What you need to do
a – From the battery list, write out the stretch from "3. Battery Sigel, Captain" through "artillery, in three reliefs.".
b – Render this sentence from the battery list in Spanish: "4. Battery Scott, Captain Pardon Mason, with company F, Third Rhode Island Volunteer artillery, in three reliefs."
c – Using the battery list, explain in one to three sentences how the officers in charge of Battery Burnside differ from those named for the batteries listed before it.

Text provided
3. Battery Sigel, Captain C. Seldeneck, Forty-sixth New-York State Volunteers; Captain T. Hohle, Forty-sixth New-York State Volunteers, with companies B and H, Forty-sixth regiment New-York State Volunteers, in three reliefs.

4. Battery Scott, Captain Pardon Mason, with company F, Third Rhode Island Volunteer artillery, in three reliefs.

5. Battery Halleck, Capt. O. S. Sanford, Seventh Connecticut Volunteers; Capt. E. S. Hitchcock, Seventh Connecticut Volunteers; Second Lieut. S. S. Atwell, Seventh Connecticut Volunteers, with a detachment of Seventh Connecticut Volunteers, in three reliefs.

6. Battery Sherman, Captain D. C. Francis, Seventh Connecticut Volunteers; Captain J. B. Dennis, Seventh Connecticut Volunteers; Second Lieut. V. B. Chamberlain, with a detachment of Seventh Connecticut Volunteers, in three reliefs.

7. Battery Burnside, Sergeant J. E. Wilson, company A, Corps of Engineers; Sergeant P. Maguire, company A, Corps of Engineers; Sergeant Wadlie, with a detachment of Eighth Maine Volunteers, in three reliefs.

8 and 9. Batteries Lincoln and Lyon, Capt. Louis H. Pelouze, Fifteenth infantry, Acting Inspector General Department of the South, with Capt. L. C. Tourtellotte, company B, Third Rhode Island Volunteer artillery, in two reliefs.

Stored data
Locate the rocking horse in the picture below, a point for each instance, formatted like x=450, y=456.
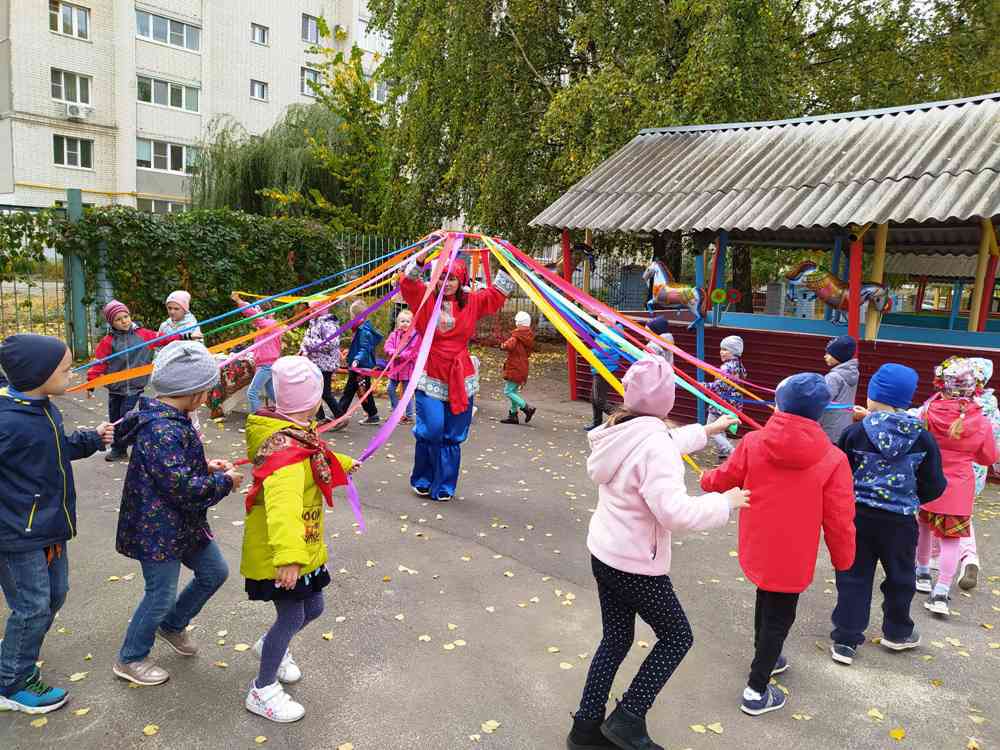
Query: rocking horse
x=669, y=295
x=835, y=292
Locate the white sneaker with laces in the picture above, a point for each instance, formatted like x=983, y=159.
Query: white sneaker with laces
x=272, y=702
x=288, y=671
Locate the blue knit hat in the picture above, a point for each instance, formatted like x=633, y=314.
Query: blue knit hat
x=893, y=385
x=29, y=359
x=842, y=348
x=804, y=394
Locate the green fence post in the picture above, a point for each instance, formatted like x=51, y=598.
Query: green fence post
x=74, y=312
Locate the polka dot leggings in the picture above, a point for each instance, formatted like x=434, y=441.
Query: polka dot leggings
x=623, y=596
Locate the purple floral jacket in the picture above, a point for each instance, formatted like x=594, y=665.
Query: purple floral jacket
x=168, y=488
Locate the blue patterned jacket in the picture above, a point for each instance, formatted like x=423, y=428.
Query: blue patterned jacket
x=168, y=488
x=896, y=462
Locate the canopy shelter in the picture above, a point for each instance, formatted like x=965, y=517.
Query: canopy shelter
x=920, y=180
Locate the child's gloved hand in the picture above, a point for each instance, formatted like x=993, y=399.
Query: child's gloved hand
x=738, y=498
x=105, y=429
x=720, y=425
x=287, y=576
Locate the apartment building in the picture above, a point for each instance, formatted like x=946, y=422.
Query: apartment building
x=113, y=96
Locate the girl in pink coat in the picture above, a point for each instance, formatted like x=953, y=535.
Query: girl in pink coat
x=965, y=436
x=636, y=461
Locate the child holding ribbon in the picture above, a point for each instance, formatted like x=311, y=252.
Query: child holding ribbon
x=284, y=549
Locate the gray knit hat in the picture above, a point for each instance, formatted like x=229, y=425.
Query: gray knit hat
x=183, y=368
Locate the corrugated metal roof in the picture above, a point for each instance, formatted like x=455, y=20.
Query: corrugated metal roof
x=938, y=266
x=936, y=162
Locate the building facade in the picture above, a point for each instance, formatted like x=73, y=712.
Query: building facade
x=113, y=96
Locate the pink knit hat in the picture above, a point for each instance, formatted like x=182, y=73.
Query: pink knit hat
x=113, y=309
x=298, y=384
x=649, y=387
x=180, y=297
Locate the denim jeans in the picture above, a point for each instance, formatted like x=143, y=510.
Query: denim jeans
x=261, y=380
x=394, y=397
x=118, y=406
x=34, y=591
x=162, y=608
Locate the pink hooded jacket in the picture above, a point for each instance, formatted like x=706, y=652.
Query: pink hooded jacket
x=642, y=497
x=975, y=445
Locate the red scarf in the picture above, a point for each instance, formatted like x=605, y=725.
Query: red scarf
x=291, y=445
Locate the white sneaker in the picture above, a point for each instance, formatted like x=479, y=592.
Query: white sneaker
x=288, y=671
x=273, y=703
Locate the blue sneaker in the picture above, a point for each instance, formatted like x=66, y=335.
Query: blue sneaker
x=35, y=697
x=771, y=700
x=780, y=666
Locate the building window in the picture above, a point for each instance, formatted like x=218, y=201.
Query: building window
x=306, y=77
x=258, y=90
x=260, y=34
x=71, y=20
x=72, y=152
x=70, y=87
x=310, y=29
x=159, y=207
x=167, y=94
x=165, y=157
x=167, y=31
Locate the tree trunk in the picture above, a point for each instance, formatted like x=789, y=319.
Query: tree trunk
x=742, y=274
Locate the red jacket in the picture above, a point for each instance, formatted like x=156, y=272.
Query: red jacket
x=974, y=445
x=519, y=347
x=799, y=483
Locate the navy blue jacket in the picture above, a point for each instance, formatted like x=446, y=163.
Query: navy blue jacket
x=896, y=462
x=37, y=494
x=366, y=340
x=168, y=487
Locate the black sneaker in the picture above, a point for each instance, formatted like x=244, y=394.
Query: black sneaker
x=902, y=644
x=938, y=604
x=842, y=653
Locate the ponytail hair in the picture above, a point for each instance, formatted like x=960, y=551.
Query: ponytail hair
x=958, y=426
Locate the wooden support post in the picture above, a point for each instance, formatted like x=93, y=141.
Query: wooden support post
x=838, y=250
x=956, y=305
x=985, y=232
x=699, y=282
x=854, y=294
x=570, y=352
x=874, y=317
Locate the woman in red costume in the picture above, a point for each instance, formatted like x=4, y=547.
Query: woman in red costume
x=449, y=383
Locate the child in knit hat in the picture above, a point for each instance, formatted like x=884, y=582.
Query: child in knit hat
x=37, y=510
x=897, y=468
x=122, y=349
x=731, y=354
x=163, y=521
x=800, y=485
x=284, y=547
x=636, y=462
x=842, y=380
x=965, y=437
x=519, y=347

Outputs
a –
3. Battery Sigel, Captain C. Seldeneck, Forty-sixth New-York State Volunteers; Captain T. Hohle, Forty-sixth New-York State Volunteers, with companies B and H, Forty-sixth regiment New-York State Volunteers, in three reliefs.

4. Battery Scott, Captain Pardon Mason, with company F, Third Rhode Island Volunteer artillery, in three reliefs.

b – 4. Batería Scott, capitán Pardon Mason, con la compañía F, Tercera Artillería de Voluntarios de Rhode Island, en tres relevos.

c – Three sergeants head Battery Burnside: J. E. Wilson and P. Maguire of company A, Corps of Engineers, and Sergeant Wadlie. The earlier batteries are led by captains, in some cases joined by a second lieutenant. Battery Burnside's detachment comes from the Eighth Maine Volunteers.